■ Work to complete
Would you reproduce the lines below word for word, beginning at the line that contains "in red tank top?" and stopping after the line that contains "188,656 -> 291,707"?
***** Records provided *****
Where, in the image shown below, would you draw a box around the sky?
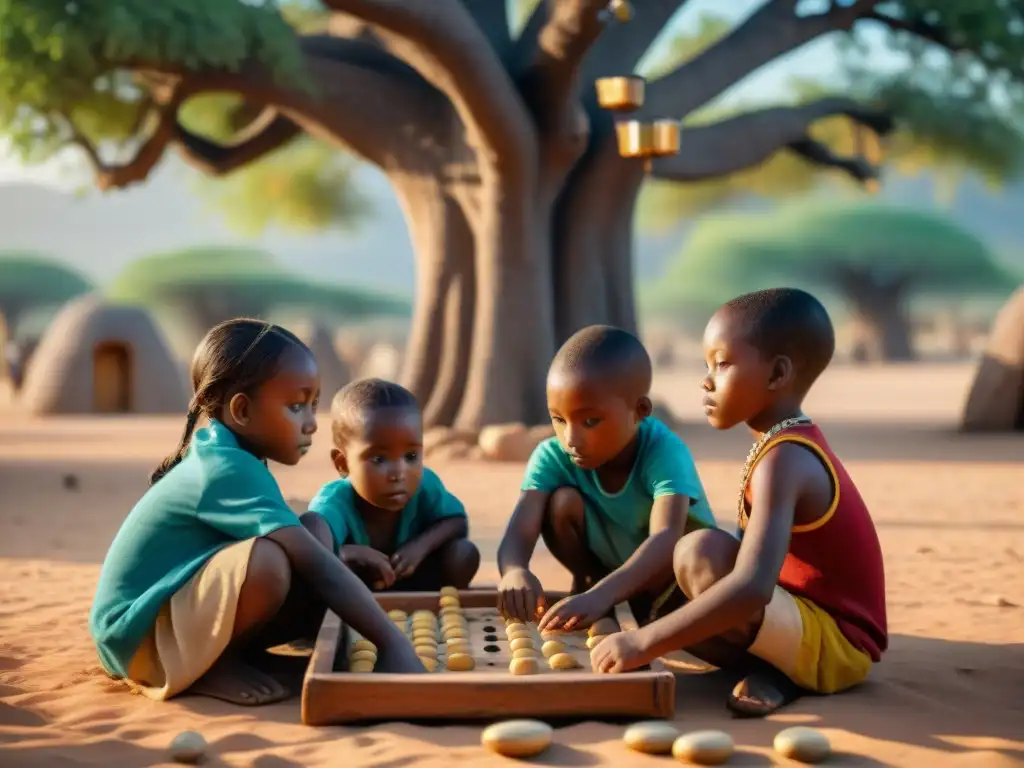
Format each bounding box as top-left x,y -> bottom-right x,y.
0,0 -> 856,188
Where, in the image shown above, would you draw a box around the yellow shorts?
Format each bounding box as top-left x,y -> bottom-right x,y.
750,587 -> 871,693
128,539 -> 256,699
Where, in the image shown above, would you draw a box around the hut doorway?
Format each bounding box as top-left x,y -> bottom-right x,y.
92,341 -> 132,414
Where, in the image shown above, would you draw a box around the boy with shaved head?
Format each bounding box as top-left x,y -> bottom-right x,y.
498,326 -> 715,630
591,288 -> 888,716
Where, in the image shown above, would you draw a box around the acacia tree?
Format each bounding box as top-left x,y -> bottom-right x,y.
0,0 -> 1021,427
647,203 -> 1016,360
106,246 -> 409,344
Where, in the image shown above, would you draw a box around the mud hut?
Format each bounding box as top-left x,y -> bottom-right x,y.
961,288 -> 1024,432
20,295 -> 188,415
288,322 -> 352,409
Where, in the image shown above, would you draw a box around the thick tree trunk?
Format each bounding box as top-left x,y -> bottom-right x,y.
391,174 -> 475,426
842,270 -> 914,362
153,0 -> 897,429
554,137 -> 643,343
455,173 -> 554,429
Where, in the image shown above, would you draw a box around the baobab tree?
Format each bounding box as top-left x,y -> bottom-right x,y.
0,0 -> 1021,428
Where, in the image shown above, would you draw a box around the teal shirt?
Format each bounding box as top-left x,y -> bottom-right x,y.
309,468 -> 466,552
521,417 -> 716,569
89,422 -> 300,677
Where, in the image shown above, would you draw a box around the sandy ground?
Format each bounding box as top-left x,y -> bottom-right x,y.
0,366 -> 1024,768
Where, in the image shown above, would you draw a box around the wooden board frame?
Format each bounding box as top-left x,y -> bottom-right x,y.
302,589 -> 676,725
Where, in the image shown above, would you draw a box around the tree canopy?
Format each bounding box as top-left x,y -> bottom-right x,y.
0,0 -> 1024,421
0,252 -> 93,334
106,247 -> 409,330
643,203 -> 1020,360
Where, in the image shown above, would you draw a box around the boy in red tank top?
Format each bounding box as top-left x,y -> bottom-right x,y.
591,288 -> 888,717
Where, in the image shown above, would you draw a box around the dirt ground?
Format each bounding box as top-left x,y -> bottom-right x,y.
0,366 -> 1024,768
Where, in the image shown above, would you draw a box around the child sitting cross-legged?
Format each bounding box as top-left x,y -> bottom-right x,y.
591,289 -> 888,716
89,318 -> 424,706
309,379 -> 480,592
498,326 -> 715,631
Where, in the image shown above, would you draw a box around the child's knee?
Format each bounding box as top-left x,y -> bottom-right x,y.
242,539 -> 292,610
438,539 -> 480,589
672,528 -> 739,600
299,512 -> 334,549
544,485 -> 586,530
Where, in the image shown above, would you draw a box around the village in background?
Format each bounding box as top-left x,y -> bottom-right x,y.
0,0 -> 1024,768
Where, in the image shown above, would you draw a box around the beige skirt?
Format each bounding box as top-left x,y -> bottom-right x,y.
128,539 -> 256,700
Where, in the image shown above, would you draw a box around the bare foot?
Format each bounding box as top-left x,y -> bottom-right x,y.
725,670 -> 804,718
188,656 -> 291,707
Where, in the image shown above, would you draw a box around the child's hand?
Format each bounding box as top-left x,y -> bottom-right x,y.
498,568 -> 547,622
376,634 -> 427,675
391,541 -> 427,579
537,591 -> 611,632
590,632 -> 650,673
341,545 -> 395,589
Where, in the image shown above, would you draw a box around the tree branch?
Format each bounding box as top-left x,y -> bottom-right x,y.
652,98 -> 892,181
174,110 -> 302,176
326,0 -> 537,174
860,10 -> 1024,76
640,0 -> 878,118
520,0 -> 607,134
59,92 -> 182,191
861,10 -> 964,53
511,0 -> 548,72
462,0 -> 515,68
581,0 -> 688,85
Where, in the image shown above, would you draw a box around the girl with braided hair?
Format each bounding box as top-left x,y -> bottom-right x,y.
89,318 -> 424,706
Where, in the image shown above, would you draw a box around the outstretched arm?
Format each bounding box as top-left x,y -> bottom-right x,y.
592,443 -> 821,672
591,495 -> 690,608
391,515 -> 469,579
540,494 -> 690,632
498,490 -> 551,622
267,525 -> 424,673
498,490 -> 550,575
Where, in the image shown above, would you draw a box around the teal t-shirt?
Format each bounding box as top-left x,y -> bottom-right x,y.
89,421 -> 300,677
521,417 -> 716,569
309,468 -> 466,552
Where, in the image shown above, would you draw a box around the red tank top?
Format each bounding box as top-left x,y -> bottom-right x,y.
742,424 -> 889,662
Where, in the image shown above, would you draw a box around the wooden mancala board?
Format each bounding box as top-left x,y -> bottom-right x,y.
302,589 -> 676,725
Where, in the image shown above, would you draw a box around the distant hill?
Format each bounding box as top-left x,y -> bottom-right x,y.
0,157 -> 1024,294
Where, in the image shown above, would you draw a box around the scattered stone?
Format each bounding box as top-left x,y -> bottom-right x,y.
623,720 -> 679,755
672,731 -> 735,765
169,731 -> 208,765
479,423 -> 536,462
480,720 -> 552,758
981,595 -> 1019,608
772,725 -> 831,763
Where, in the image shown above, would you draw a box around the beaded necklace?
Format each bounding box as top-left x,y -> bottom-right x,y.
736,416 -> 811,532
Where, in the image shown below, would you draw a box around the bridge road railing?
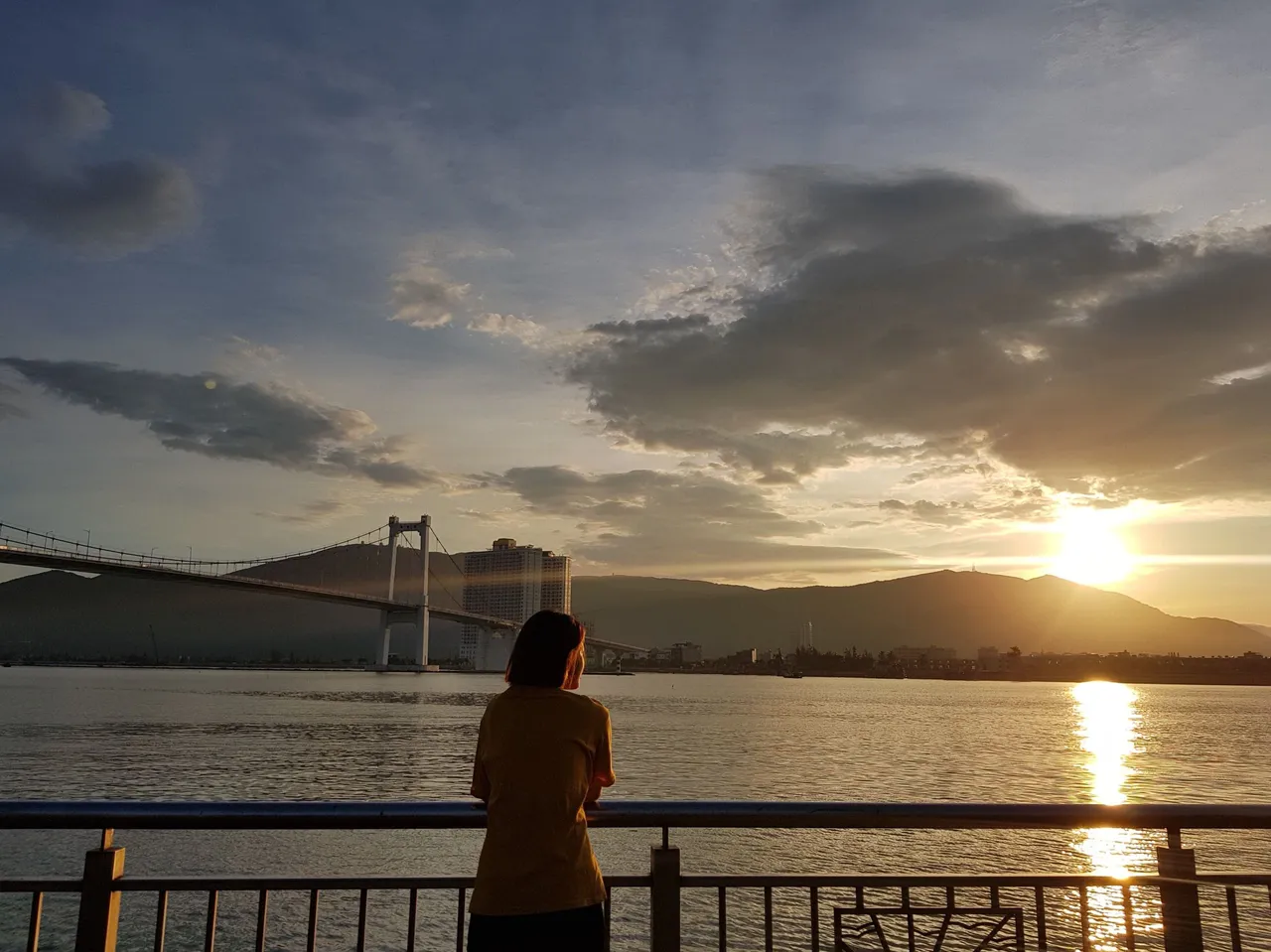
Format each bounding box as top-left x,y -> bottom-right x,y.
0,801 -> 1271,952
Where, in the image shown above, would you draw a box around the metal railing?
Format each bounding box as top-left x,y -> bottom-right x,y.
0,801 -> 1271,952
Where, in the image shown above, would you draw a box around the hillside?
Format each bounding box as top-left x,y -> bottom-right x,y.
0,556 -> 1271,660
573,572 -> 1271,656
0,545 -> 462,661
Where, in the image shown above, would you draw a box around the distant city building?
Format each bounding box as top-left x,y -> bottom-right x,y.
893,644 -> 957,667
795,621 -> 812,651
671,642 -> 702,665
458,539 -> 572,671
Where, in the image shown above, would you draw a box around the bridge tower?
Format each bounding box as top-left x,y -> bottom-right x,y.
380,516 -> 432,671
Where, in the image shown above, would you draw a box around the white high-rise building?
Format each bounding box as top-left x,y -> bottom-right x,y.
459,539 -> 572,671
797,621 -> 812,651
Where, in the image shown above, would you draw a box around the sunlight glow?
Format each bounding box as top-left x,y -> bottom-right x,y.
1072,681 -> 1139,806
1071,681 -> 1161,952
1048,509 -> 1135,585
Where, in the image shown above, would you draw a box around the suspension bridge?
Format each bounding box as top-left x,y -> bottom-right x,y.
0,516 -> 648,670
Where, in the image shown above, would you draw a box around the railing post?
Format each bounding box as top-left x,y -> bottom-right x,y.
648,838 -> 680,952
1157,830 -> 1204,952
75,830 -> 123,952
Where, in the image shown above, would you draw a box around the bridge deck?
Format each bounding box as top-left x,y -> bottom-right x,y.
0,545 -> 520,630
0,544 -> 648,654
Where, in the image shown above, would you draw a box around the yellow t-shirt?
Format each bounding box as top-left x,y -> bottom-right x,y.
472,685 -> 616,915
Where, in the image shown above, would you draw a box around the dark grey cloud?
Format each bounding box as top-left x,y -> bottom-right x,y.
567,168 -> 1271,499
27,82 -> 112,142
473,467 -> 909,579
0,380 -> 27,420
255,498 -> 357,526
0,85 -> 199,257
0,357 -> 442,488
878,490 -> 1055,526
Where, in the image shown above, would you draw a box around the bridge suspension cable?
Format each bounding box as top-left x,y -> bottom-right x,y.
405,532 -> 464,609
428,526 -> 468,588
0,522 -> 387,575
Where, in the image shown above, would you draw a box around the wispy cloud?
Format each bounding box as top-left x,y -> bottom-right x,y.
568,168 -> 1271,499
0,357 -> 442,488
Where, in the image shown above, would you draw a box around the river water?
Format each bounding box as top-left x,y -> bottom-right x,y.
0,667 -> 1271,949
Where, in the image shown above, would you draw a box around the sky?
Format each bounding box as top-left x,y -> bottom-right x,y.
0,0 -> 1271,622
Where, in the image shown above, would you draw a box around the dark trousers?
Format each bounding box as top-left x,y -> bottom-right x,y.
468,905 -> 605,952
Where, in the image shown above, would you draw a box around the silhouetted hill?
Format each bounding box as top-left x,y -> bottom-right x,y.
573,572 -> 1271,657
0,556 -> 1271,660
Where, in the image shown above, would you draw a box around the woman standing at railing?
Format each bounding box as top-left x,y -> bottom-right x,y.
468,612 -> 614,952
*****
■ Solution for this task
Where, in the image shown above, would you draw a box around the boy in red tank top?
Format each bounding box as top-left x,y -> bottom-right x,y.
591,288 -> 888,717
Where, in the image shown above, would you draw a box around the dirt ground?
Format each bounding box as top-left x,y -> bottom-right x,y.
0,366 -> 1024,768
Where, in the image shown above, would you draw a box around the child sitting cross-legged?
Format each bounding box as top-left x,y -> bottom-right x,y.
591,289 -> 888,716
89,318 -> 424,706
309,379 -> 480,592
498,326 -> 715,631
Where, in the image shown above, would you draw a box around the child's knee?
Format each bounding box as top-left x,y -> bottom-right x,y.
242,539 -> 292,610
438,539 -> 480,589
672,528 -> 739,600
299,512 -> 334,549
544,485 -> 586,530
Where, in the image shown above, would you draw a box around the village in background?
Format each bounding box as top-left x,y -> bottom-right x,y.
0,0 -> 1024,768
Where, in the image shown above, would you draw a box around the beige skirt?
Format each bounding box as top-left x,y -> bottom-right x,y.
128,539 -> 256,700
Where, in the image shown above, would you draw a box around the bare foot?
Format each bounding box as top-left x,y -> bottom-right x,y.
725,670 -> 804,718
188,656 -> 291,707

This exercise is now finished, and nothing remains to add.